* **Ausgewählter Auszug**
>>>>
Hintergrundwissen zur Frauenquote

Wer muss eine Frauenquote erfüllen?

  • Mit Bundestagsbeschluss vom 6. März 2015 werden große Unternehmen in Deutschland verpflichtet, Aufsichtsräte mindestens mit 30 % Frauen zu besetzen
  • für weitere etwa 3500 Unternehmen gilt die Pflicht, sich eine beliebige Zielvorgabe zu setzen (Quelle: Wikipedia)

Im Verlauf der letzten 5 Jahre seit Einführung der Frauenquote sind zumindest die Aufsichtsräte deutscher mitbestimmungspflichtiger Unternehmen weiblicher geworden. Hier konnte immerhin eine Quote von 34,9% in 105 Unternehmen erreicht werden (Quelle: Handelsblatt 12/19)

Die Vorstände deutscher Unternehmen bleiben jedoch weiterhin von Männern dominiert. Bisher also noch von keiner Quote belegt sind börsennotierten und staatlich kontrollierten Unternehmen, sowie private Kapitalgesellschaften. Und so ist geplant, den Druck auf börsennotierte und staatlich kontrollierte Unternehmen zu erhöhen. Sie sollen Zielgrößen nennen über den geplanten Frauenanteil in Führungspositionen und nötigenfalls mit Strafen belegt werden.

Wirksam sei dabei nur Verbindlichkeit. „Das zeigt schon ein Blick auf die aktuelle Situation: In den Aufsichtsräten, für die eine 30-Prozent-Quote gilt, ist der Frauenanteil erreicht. Vorstände sind zu 90 Prozent noch reine Männerklubs.“, Elke Hannack – DGB. (Quelle: Spiegel.de 05/20)

Dass die Quote bisher nicht sehr erfolgreich war, bedeutet nicht, dass man sie wieder abschaffen sollte. Vielmehr bedeutet es, dass wir bisher noch nicht weit genug gegangen sind. Länder, die die Quotenregelungen strenger handhaben, so wie Norwegen, erreichen 39% an Frauen in Verwaltungsräten. (Studie Hans Böckler Stiftung (27.05.20) )
<<<<
* **Datenauszug**
>>>>
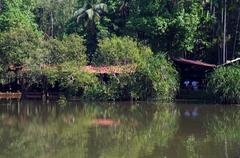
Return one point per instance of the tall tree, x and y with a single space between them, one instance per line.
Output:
16 13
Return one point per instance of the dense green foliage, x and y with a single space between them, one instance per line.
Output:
55 39
20 46
121 50
149 76
224 84
15 13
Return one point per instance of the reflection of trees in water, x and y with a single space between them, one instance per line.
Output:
225 132
69 133
136 137
222 137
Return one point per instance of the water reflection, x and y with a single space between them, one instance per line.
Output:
48 130
117 130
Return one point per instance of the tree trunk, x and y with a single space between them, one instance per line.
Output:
52 31
224 32
236 33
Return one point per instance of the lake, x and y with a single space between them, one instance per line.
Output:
118 130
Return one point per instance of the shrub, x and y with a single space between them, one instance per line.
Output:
71 48
121 50
224 84
20 46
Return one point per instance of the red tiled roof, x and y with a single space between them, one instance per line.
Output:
194 62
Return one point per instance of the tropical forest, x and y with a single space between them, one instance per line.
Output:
119 78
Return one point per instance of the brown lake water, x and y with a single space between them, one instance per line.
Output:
33 129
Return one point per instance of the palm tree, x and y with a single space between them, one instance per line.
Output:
90 14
<<<<
* **Aufgaben**
a) Welchen Frauenanteil in Verwaltungsräten erreicht Norwegen laut dem Auszug zur Frauenquote?
b) Schreibe aus dem Auszug zur Frauenquote den Abschnitt ab, der mit „Im Verlauf der“ beginnt und mit „(Quelle: Handelsblatt 12/19)“ endet.

* **Antworten je Aufgabe**
a) 39 %

b)
Im Verlauf der letzten 5 Jahre seit Einführung der Frauenquote sind zumindest die Aufsichtsräte deutscher mitbestimmungspflichtiger Unternehmen weiblicher geworden. Hier konnte immerhin eine Quote von 34,9% in 105 Unternehmen erreicht werden (Quelle: Handelsblatt 12/19)